Stored data entries:
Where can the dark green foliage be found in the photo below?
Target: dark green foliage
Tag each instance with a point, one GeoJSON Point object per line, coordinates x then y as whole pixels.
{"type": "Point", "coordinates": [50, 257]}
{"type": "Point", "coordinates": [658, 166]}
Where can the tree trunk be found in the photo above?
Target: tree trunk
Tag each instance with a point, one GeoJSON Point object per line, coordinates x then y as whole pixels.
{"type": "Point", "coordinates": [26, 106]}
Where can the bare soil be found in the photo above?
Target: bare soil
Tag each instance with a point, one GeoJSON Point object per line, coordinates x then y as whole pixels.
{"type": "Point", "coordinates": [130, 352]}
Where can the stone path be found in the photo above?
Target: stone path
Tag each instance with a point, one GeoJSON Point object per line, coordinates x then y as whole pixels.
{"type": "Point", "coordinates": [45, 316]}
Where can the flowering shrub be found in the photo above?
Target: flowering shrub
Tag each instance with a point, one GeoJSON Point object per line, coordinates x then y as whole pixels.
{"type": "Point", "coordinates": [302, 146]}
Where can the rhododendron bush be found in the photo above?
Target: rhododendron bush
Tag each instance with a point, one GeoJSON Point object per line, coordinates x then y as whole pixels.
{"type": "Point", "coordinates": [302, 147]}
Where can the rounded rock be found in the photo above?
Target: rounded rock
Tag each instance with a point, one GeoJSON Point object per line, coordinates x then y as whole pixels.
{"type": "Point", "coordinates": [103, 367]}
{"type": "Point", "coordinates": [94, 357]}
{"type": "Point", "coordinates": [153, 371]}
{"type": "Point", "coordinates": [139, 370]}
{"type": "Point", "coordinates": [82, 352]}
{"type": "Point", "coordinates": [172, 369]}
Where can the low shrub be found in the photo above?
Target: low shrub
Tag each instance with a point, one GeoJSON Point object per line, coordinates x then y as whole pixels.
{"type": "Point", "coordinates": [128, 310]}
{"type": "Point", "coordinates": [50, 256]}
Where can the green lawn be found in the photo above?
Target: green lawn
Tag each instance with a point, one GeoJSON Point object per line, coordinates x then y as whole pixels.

EXERCISE DETAILS: Each line from the one holding "Where can the stone" to the end of the entries is to be written out exactly. Skip every line before it.

EXERCISE OUTPUT:
Where can the stone path be found in the photo above?
Target: stone path
Tag each instance with a point, one GeoJSON Point object per line, coordinates x then y as whole pixels.
{"type": "Point", "coordinates": [45, 316]}
Where can the flowering shrub be found in the photo above?
Target: flowering shrub
Tag each instance with a point, one GeoJSON Point object per line, coordinates x then y as whole pixels.
{"type": "Point", "coordinates": [302, 146]}
Where can the rhododendron bush be found in the photo above?
Target: rhododendron bush
Tag each instance with a point, one GeoJSON Point object per line, coordinates x then y as whole pixels.
{"type": "Point", "coordinates": [302, 147]}
Where can the rounded rock be found in the photo above?
Target: rounded rock
Tag each instance with a point, one GeoJSON Point object per line, coordinates x then y as whole pixels.
{"type": "Point", "coordinates": [103, 367]}
{"type": "Point", "coordinates": [94, 357]}
{"type": "Point", "coordinates": [153, 371]}
{"type": "Point", "coordinates": [139, 370]}
{"type": "Point", "coordinates": [82, 352]}
{"type": "Point", "coordinates": [172, 369]}
Where can the low shrub be found in the photo above?
Target: low shrub
Tag each instance with a point, one GeoJSON Point object per line, coordinates x then y as whole pixels.
{"type": "Point", "coordinates": [128, 310]}
{"type": "Point", "coordinates": [50, 256]}
Where can the green lawn be found in the photo above?
Target: green lawn
Tag each instance with a point, one GeoJSON Point object per line, coordinates x then y as whole pixels.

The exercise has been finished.